[Data listing]
────────

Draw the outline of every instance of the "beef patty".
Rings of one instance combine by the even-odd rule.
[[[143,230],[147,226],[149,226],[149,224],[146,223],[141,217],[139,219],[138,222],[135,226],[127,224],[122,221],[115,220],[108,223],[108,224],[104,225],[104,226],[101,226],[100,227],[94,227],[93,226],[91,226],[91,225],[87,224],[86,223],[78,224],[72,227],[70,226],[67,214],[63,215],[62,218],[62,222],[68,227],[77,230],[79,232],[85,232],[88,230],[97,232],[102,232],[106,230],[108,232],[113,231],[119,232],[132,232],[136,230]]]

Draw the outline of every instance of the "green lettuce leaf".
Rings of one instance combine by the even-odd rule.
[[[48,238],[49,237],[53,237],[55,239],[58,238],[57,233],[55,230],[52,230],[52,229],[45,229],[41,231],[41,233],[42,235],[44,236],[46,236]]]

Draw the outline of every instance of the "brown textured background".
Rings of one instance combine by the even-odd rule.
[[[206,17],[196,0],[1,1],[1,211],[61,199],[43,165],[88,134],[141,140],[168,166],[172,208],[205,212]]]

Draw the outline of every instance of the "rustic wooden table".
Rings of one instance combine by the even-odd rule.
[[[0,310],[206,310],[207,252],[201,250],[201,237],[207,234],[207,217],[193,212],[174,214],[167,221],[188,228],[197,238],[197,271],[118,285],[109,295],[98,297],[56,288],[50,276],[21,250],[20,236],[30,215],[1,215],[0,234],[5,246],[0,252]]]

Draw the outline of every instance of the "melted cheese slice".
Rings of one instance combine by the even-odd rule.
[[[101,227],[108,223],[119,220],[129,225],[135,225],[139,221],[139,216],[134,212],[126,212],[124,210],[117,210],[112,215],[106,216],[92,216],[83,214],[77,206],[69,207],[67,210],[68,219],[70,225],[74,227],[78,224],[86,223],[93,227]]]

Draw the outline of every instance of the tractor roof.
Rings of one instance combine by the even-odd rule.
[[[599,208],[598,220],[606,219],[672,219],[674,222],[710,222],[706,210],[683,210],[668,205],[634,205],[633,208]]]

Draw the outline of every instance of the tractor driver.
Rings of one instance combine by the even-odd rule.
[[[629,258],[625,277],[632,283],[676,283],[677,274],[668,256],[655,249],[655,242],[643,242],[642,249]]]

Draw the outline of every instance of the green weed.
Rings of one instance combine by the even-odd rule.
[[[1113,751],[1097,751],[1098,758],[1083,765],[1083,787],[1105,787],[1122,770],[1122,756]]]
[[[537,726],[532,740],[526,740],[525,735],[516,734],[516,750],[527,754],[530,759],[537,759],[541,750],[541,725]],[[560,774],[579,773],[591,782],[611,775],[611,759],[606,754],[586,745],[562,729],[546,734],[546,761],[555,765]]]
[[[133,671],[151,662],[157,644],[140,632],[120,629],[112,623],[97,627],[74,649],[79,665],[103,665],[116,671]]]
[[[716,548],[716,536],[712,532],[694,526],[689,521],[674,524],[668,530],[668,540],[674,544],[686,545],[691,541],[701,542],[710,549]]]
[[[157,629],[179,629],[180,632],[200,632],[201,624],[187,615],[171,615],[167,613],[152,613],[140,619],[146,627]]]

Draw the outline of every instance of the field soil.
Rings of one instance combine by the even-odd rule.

────────

→ **Stated exercise**
Render the lines of all the items above as a numbered list. Leave out the blank lines.

→ **Solution**
1. Draw the outline of every instance of the "beef patty".
2. Rings of one instance combine by the even-odd rule.
3. [[[143,230],[147,226],[149,226],[149,224],[146,223],[141,217],[139,219],[138,222],[135,226],[127,224],[122,221],[115,220],[108,223],[108,224],[104,225],[104,226],[101,226],[100,227],[94,227],[93,226],[91,226],[91,225],[87,224],[86,223],[78,224],[72,227],[70,226],[67,214],[63,215],[62,218],[62,222],[68,227],[77,230],[79,232],[85,232],[88,230],[97,232],[102,232],[106,230],[108,232],[113,231],[119,232],[132,232],[136,230]]]
4. Draw the outline of every instance of the "green lettuce leaf".
5. Rings of one instance combine by the even-odd rule.
6. [[[48,238],[49,237],[53,237],[55,239],[58,238],[57,233],[55,230],[52,230],[52,229],[45,229],[41,231],[41,233],[42,235],[44,236],[46,236]]]
7. Draw the outline of every instance of the "brown textured background".
8. Rings of one instance combine by the even-odd rule.
9. [[[206,17],[196,0],[1,1],[1,211],[61,199],[43,165],[88,134],[141,140],[168,166],[172,208],[205,212]]]
10. Draw the outline of every instance of the "rustic wooden table".
11. Rings of one instance combine by the even-odd rule.
12. [[[0,310],[206,310],[207,252],[201,250],[201,237],[207,234],[207,217],[193,212],[174,214],[167,221],[188,228],[197,238],[197,271],[118,285],[109,295],[98,297],[56,288],[50,276],[21,250],[20,236],[30,215],[1,215],[0,234],[5,246],[0,252]]]
13. Draw the outline of every instance of the "melted cheese slice".
14. Rings of one instance combine by the even-odd rule.
15. [[[101,227],[108,223],[119,220],[129,225],[135,225],[139,221],[139,216],[134,212],[126,212],[124,210],[117,210],[112,215],[106,216],[92,216],[83,214],[77,206],[69,207],[67,210],[68,219],[70,225],[74,227],[78,224],[86,223],[93,227]]]
16. Draw the outline of every instance of the tractor roof.
17. Rings of one instance combine by the even-odd rule.
18. [[[599,208],[598,220],[606,219],[672,219],[674,222],[710,222],[706,210],[683,210],[668,205],[634,205],[633,208]]]
19. Draw the outline of every instance of the tractor driver.
20. Rings of one instance combine by the even-odd rule.
21. [[[629,258],[625,277],[632,283],[676,283],[677,274],[668,256],[655,249],[655,242],[643,242],[642,249]]]
22. Draw the outline of every instance of the green weed.
23. Rings of one instance combine by the even-odd rule.
24. [[[1113,751],[1097,751],[1098,758],[1083,765],[1083,787],[1105,787],[1122,770],[1122,756]]]
25. [[[537,726],[532,740],[526,740],[525,735],[516,734],[516,750],[527,754],[530,759],[537,759],[541,750],[541,725]],[[560,774],[579,773],[591,782],[611,775],[611,759],[606,754],[586,745],[562,729],[546,734],[546,761],[555,765]]]
26. [[[133,671],[151,662],[157,644],[140,632],[120,629],[112,623],[97,627],[74,649],[79,665],[103,665],[116,671]]]
27. [[[716,548],[716,536],[712,532],[694,526],[689,521],[674,524],[668,530],[668,540],[674,544],[686,545],[691,541],[701,542],[710,549]]]
28. [[[157,629],[179,629],[180,632],[200,632],[201,624],[187,615],[171,615],[167,613],[152,613],[140,619],[146,627]]]
29. Draw the outline of every instance of the field soil.
30. Rings of one instance combine by the even-odd rule.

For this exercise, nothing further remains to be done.